=== Aim A ===
Please rewrite the paragraph in the MediaShare forum thread that begins "The way it looks, there is a new option under Photos" as a short list that keeps its main facts.
=== Aim B ===
Reproduce the passage of the MediaShare forum thread starting at "# CES2008: DIRECTV" and ending at "than anything else.", word for word.

# CES2008: DIRECTV Upcoming MediaShare features



## Stuart Sweet (Jun 19, 2006)

Lost in the shuffle a bit...

They were showing a version of MediaShare that could access photos from your Flickr account, and play Youtube videos. It wasn't really clear how you would select the YouTube videos, and it was more of a proof of concept than anything else. 

All they could say was... it's coming.


----------



## Stuart Sweet (Jun 19, 2006)

bhelton71 said:


> Stuart - saw your late note on media share additions for Flickr and YouTube - you can currently do that stuff with a media server but did you get the feeling they were really connecting from the box directly - for example to YouTube - and viewing video ?


The way it looks, there is a new option under Photos, something like Internet Photos, and a new item under video, something like Internet Video. You would have to log into Flickr and Youtube and set up your accounts, then there will be some way of telling the HR2x what account is yours. I don't think they've fully fleshed that part out yet.


----------



## Stuart Sweet (Jun 19, 2006)

The goal is to have a seamless experience whether you are sharing photos from your PC or from the Internet.


----------



## thewavgod (Jan 27, 2007)

Stuart Sweet said:


> The way it looks, there is a new option under Photos, something like Internet Photos, and a new item under video, something like Internet Video. You would have to log into Flickr and Youtube and set up your accounts, then there will be some way of telling the HR2x what account is yours. I don't think they've fully fleshed that part out yet.


Stuart, I'm confused when you say new options, I have had those options for sometime, and have been watching Youtube videos for a couple weeks. I have yet to explore the Internet Photos as of yet.

So I'm guessing they are going to elaborate our ability to browse through Youtube and such?

Just in case it matters, I am using the latest TVersity.


----------



## bhelton71 (Mar 8, 2007)

thewavgod said:


> Stuart, I'm confused when you say new options, I have had those options for sometime, and have been watching Youtube videos for a couple weeks. I have yet to explore the Internet Photos as of yet.
> 
> So I'm guessing they are going to elaborate our ability to browse through Youtube and such?
> 
> Just in case it matters, I am using the latest TVersity.


I took it to mean that - hence my comment that you can do that with a media server. Sounds more like the HR2x will handle the connection directly.


----------



## 40-Dan (Nov 24, 2006)

any word on MediaShare playing video from your home network?


----------



## machavez00 (Nov 2, 2006)

40-Dan said:


> any word on MediaShare playing video from your home network?

=== Provided information ===
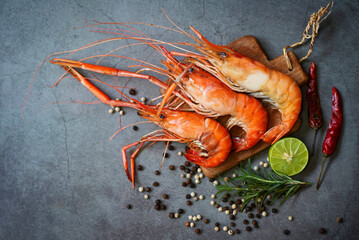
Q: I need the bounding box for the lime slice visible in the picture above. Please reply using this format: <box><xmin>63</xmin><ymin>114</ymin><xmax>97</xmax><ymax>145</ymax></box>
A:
<box><xmin>268</xmin><ymin>138</ymin><xmax>309</xmax><ymax>176</ymax></box>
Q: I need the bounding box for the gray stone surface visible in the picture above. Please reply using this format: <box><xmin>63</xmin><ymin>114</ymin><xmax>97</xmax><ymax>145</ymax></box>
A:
<box><xmin>0</xmin><ymin>0</ymin><xmax>359</xmax><ymax>239</ymax></box>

=== Written answer A ===
- Photos will likely get a new option, something like Internet Photos.
- Video will likely get a new item, something like Internet Video.
- You would log into Flickr and YouTube and set up your accounts.
- There will then be some way to tell the HR2x which account is yours.
- That part does not seem to be fully fleshed out yet.

=== Written answer B ===
# CES2008: DIRECTV Upcoming MediaShare features



## Stuart Sweet (Jun 19, 2006)

Lost in the shuffle a bit...

They were showing a version of MediaShare that could access photos from your Flickr account, and play Youtube videos. It wasn't really clear how you would select the YouTube videos, and it was more of a proof of concept than anything else.